Coordinate annotation entries:
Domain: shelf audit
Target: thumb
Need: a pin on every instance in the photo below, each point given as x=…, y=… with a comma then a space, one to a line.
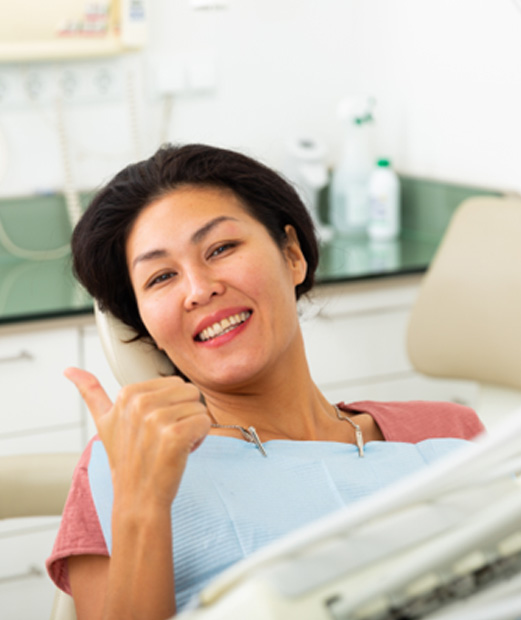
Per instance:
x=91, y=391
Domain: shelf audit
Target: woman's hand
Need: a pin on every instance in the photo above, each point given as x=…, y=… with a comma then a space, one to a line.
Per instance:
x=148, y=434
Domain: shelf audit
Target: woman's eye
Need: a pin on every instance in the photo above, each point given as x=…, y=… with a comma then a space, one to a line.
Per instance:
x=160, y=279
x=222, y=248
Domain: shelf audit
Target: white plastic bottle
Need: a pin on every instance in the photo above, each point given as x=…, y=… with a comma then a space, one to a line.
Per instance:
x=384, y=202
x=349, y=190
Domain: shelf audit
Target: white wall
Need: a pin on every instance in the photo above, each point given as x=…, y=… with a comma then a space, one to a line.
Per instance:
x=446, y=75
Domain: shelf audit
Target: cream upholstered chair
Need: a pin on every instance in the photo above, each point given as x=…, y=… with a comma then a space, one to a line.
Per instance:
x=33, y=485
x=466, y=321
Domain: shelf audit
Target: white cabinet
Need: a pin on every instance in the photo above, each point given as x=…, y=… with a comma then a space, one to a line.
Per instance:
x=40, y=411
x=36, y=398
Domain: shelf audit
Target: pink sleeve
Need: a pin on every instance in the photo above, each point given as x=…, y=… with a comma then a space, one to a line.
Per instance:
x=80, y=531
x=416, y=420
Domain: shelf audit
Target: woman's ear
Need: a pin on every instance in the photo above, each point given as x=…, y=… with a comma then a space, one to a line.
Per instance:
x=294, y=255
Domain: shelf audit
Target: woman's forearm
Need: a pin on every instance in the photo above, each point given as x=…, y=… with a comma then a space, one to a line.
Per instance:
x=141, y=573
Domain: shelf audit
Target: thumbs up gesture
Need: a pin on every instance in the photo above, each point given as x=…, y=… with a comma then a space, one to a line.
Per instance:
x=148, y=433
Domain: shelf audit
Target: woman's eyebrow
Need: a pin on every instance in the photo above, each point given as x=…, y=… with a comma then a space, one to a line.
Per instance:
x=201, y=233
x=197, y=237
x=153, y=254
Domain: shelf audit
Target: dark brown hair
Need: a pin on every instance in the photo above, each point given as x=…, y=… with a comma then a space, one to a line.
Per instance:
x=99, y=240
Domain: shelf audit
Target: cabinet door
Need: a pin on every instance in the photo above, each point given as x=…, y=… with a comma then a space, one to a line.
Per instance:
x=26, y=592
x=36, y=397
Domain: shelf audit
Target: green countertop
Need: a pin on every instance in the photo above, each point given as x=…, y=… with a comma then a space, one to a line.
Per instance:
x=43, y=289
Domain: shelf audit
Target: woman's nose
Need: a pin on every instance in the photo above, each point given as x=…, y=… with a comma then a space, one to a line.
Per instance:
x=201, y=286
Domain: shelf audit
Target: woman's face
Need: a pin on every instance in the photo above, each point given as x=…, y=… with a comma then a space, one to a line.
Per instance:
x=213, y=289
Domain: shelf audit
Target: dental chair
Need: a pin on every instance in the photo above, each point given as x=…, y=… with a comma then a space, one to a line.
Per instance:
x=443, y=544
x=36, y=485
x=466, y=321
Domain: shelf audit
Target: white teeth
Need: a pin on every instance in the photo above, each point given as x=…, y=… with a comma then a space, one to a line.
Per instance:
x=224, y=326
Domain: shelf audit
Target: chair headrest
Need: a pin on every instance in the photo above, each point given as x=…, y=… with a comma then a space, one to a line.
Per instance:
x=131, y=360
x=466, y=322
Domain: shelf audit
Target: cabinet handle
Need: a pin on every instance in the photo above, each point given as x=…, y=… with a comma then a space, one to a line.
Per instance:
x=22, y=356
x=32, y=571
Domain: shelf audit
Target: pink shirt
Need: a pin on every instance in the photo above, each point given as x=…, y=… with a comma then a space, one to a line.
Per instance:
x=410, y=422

Instructions to follow:
Rewrite all of the entries above, changing "shelf audit" to "stock check" wherever it occurs and keeping every other word the same. Leave the pictures out of your answer.

Result:
Domain: stock check
Target: thumb
Need: a pin on every instance in the photo below, each point given as x=…, y=… with a comma then a space, one to a line.
Per instance:
x=91, y=391
Domain: stock check
Target: woman's hand
Need: a pin on every instance in the photo above, each point given as x=…, y=… with a comma then a space, one to a line.
Per instance:
x=148, y=434
Domain: stock check
Target: woman's eye
Need: a pin on every instance in the photo above, each point given as x=…, y=… with a comma then a space, one to a line.
Per instance:
x=160, y=279
x=222, y=248
Domain: stock check
Target: white plastic bottle
Need: a pin on every instance in the photo above, each point given as x=…, y=… with a comma then a space, one to a line.
Per instance:
x=384, y=202
x=349, y=190
Domain: stock check
Target: white wall
Need: a pin on every instance in the photo above, each point given as x=…, y=… with a comma then a space, one to a line.
Per instance:
x=446, y=75
Domain: stock check
Target: cream upholstered chair
Need: a pin on every instance in the photo above, each point given as x=…, y=… with a comma then a space, one to a line.
Per instance:
x=33, y=485
x=466, y=321
Domain: stock check
Target: white cabinet
Need: a pin on every instance in the photo above, each point given as x=…, y=… with a comma then a space, one to a line.
Per instance:
x=40, y=411
x=36, y=398
Domain: stock check
Target: pink sleeve
Need: a pin on every instance in the photo above, each point given as x=…, y=… with a comma then a space, one to a line.
Per instance:
x=80, y=531
x=416, y=420
Domain: stock check
Target: woman's ear
Need: a pin on every instance in the photo above, each point given as x=…, y=… with a comma then a space, one to a line.
Per instance:
x=294, y=255
Domain: stock check
Target: woman's forearm
Need: a pin on every instance in the photo above, each point given as x=…, y=… with a comma then a space, one to a line.
Per instance:
x=141, y=573
Domain: stock check
Target: thumbs up gesture
Need: a pin on every instance in the photo above, each point given as x=…, y=… with a comma then a space, one to a line.
Per instance:
x=148, y=433
Domain: stock check
Target: woman's eyebrow
Need: a pin on every instance in the photo above, each point given as x=…, y=… with a comma then a space, one to a line.
Per instance:
x=201, y=233
x=197, y=237
x=153, y=254
Domain: stock check
Target: dark brown hair
Need: a pin on every instance in the photo above, each point given as x=…, y=… with a comma then a space, one to a line.
Per instance:
x=99, y=240
Domain: stock check
Target: cabinet door
Need: a pin on every instance in the photo above, each point given as x=…, y=… with a comma then a space, one to a line.
Per instance:
x=26, y=592
x=36, y=397
Domain: stock check
Target: green countertop
Need: a pin on every instance in the photo above, each point given as x=…, y=… with a comma then a space, one to a line.
Per instance:
x=43, y=289
Domain: stock check
Target: woman's nose
Need: a pin on every instance in the photo above, each point given as x=…, y=… with a comma then a space, one to a line.
Per instance:
x=201, y=286
Domain: stock check
Target: woman's face
Need: a pin on every instance in the photo above, each point given as x=…, y=… with a comma then a space, one to a line.
Per instance:
x=213, y=289
Domain: stock check
Target: dental chair
Need: a pin on every instance in the photo above, each point given as x=…, y=… with a comma then a space, one to a line.
Per instance:
x=443, y=544
x=36, y=485
x=466, y=321
Domain: stock check
Target: white teeth
Need: a pin on every instance in the photo above, each point given as x=…, y=… with a comma then a space, one to a line.
Per instance:
x=224, y=326
Domain: stock check
Target: chair headrest
Need: a pin on every instance in the photo above, each point given as x=…, y=… with a comma then a space, one to a line.
Per instance:
x=131, y=360
x=466, y=322
Domain: stock check
Target: cabinet handle
Need: a pin on every instance in the photo above, each point given as x=…, y=… with a comma then a space, one to a line.
Per instance:
x=22, y=356
x=32, y=571
Domain: stock check
Target: pink shirt
Need: a pin on every instance in the photo above, each point given as x=…, y=… with a comma then a space, one to a line.
Per instance:
x=410, y=422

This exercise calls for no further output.